Find every line in the rows below that contains the string "doorway", and copy each of those lines.

═══ SUPPLIED RECORDS

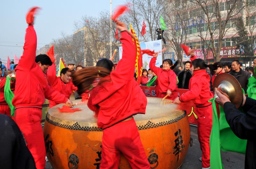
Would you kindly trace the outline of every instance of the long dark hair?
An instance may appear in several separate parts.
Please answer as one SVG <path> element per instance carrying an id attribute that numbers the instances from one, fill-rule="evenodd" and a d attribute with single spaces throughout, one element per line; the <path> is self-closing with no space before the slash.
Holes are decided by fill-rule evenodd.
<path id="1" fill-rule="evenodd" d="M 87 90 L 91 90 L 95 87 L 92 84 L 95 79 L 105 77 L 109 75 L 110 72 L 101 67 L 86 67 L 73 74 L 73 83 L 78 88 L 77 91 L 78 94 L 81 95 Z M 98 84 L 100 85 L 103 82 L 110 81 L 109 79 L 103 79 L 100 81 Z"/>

══════
═══ SUPPLIED RECORDS

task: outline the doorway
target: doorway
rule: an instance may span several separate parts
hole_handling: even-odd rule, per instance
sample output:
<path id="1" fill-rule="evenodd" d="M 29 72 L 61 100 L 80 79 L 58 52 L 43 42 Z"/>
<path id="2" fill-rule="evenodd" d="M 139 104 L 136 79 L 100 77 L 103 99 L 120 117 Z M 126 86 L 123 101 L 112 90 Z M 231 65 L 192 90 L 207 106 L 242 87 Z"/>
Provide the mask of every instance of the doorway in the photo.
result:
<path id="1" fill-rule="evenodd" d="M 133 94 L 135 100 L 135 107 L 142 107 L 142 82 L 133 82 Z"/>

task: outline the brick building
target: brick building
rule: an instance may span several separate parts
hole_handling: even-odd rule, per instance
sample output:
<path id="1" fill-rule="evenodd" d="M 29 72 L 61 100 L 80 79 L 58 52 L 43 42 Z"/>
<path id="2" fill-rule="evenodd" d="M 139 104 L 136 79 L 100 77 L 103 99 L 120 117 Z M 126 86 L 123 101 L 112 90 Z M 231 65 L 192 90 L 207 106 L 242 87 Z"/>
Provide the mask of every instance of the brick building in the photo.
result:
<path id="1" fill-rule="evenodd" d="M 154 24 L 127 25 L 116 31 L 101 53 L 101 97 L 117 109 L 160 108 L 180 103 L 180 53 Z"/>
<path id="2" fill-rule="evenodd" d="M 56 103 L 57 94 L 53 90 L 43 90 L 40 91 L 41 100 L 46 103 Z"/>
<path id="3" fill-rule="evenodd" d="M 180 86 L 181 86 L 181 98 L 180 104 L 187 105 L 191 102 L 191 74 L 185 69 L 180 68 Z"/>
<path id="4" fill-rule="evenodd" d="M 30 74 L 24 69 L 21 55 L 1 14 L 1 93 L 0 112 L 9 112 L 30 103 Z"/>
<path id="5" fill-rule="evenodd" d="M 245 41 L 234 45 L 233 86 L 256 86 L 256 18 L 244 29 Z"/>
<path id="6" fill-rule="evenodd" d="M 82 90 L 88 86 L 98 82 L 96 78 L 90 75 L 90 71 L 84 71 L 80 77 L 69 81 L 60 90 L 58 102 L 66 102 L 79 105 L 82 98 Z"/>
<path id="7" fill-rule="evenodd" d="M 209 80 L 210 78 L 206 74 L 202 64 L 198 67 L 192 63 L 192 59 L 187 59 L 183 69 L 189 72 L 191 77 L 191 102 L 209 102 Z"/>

══════
═══ SUPPLIED RECORDS

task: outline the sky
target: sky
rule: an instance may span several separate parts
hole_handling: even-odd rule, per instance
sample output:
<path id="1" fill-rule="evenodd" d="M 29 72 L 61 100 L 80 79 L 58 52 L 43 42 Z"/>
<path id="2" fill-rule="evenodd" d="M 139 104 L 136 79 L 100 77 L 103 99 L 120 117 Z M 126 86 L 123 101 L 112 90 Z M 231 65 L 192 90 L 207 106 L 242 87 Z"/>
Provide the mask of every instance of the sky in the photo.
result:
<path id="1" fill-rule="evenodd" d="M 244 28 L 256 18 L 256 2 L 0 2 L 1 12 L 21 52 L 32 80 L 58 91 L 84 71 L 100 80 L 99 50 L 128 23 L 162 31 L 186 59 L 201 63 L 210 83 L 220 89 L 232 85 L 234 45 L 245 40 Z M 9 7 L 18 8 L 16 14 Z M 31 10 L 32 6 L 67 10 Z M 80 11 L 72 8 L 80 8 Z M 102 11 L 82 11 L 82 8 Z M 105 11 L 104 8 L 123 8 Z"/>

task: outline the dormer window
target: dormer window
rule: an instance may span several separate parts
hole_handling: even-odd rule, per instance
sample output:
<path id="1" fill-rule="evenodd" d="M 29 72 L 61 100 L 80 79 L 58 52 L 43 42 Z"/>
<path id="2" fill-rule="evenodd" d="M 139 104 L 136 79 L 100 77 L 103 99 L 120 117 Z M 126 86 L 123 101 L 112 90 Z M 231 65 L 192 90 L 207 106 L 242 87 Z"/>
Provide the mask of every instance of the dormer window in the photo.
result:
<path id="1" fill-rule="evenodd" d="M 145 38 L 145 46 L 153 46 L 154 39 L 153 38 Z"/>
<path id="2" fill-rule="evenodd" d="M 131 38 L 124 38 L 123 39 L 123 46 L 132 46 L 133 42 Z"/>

══════

THE RESULT
task: outline the doorway
target: doorway
Provide the mask of every instance of the doorway in the photo.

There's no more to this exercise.